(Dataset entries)
== Segment start ==

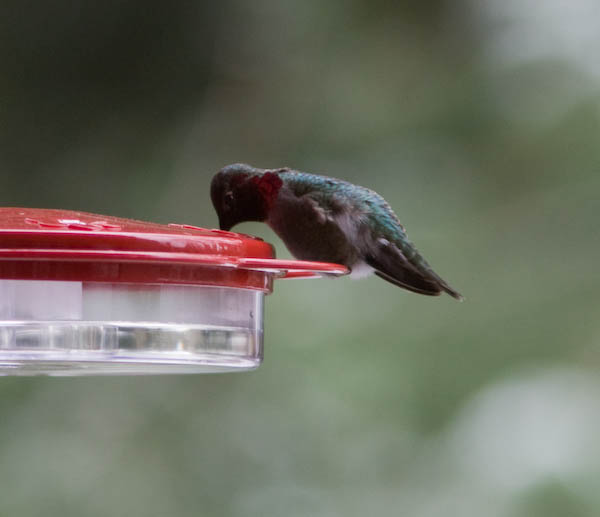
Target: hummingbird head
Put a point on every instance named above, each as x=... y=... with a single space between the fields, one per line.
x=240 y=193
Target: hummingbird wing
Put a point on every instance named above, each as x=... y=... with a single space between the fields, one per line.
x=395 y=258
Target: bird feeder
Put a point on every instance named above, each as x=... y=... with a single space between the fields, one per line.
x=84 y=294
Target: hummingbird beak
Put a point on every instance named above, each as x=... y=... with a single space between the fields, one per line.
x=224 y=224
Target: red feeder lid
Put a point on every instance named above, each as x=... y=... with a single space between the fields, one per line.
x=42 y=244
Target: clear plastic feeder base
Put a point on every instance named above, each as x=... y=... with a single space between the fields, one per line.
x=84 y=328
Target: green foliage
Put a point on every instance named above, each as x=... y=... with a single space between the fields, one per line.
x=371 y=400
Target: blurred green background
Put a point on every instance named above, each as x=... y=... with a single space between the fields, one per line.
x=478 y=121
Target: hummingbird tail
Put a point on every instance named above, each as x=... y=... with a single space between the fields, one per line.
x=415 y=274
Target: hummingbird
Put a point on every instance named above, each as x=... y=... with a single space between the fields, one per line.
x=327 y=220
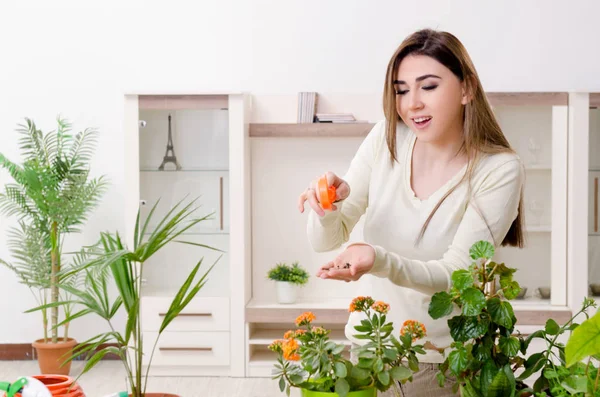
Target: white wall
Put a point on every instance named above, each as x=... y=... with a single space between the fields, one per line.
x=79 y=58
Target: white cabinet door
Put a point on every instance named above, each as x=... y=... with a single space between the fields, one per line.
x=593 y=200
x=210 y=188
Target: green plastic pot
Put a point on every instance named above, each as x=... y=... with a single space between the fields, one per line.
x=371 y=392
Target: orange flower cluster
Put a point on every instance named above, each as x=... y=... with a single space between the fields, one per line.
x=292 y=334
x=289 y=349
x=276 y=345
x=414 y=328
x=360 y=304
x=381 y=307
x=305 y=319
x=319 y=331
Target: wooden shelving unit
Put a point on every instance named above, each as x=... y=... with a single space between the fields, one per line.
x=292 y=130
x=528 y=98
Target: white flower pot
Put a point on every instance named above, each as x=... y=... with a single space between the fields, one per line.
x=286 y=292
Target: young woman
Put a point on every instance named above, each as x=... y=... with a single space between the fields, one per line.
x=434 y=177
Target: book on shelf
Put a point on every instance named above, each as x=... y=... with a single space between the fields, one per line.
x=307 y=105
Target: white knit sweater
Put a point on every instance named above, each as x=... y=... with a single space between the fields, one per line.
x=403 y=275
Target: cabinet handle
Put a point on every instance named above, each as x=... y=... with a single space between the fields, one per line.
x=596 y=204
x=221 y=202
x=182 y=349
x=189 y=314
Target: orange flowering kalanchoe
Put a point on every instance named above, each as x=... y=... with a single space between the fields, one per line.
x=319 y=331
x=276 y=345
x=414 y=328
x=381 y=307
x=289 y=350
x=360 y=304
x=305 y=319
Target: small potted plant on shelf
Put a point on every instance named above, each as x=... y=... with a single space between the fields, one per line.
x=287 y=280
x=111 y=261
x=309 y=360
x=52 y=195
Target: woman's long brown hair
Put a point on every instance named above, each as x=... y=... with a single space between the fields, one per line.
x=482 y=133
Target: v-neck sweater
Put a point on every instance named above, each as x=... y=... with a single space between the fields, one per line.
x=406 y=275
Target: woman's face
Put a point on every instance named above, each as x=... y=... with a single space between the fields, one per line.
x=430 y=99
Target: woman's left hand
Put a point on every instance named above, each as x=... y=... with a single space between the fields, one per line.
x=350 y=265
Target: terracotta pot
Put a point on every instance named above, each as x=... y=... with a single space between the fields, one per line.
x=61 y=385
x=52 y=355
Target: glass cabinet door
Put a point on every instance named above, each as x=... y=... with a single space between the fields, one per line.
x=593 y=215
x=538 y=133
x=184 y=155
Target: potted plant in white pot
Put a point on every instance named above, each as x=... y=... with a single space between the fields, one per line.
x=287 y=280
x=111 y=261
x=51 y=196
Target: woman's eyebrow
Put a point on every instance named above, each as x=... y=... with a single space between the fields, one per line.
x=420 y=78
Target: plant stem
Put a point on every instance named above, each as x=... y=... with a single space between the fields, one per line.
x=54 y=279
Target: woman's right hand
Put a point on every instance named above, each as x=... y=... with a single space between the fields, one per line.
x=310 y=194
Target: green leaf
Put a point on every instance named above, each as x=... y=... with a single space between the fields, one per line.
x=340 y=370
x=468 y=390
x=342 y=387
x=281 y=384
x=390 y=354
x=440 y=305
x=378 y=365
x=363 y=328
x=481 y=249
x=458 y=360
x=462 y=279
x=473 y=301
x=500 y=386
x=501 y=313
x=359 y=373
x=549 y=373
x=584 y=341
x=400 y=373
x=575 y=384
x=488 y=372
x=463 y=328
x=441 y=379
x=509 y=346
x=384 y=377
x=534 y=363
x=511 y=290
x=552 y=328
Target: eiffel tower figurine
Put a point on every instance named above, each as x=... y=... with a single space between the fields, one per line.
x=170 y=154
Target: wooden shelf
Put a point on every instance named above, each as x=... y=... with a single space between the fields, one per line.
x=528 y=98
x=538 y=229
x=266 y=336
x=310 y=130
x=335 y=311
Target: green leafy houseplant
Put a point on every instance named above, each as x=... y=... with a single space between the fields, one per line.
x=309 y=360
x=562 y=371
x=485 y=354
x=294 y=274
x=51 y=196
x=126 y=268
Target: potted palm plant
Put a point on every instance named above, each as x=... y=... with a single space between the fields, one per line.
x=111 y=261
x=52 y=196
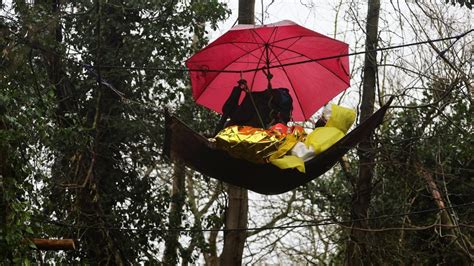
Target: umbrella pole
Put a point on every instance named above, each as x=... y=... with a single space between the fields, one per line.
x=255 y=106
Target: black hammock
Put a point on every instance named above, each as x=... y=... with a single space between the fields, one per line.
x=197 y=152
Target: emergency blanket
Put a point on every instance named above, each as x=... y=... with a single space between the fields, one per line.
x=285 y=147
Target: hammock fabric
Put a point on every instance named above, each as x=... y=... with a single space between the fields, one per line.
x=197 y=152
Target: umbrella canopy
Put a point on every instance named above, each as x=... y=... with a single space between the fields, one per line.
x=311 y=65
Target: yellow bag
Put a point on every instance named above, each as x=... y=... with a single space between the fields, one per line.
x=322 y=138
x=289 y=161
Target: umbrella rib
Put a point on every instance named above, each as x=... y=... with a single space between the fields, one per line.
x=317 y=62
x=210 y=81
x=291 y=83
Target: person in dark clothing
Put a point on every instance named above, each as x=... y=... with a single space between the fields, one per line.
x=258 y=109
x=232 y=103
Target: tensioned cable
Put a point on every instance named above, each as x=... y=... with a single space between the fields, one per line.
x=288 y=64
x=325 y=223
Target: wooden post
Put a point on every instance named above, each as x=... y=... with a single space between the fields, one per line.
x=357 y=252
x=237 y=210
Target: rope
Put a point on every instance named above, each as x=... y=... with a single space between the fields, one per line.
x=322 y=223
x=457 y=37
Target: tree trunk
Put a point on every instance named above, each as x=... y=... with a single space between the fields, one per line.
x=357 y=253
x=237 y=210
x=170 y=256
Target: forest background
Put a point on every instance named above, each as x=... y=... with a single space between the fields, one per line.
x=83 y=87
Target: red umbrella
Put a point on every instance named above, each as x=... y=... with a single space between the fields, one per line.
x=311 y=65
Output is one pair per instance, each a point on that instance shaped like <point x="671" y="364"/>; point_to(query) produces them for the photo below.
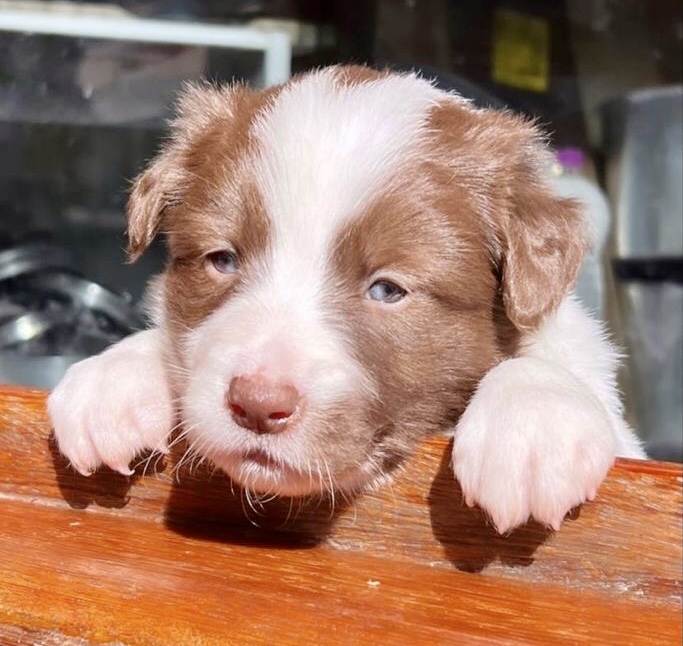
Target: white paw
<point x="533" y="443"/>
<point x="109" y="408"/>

== Segment end ==

■ Goal of the exercise: Copy the entries above exactly, but only from the line holding "Target: potted plant in white pot" through the line holding "Target: plant stem", both included.

■ The answer:
Target: potted plant in white pot
Put a point on every instance named above, each as x=... y=... with a single space between the fields, one per line.
x=287 y=280
x=111 y=261
x=51 y=196
Target: woman's eyebrow
Put a point on every instance named above, each as x=... y=... with a single space between the fields, one per line.
x=420 y=78
Target: plant stem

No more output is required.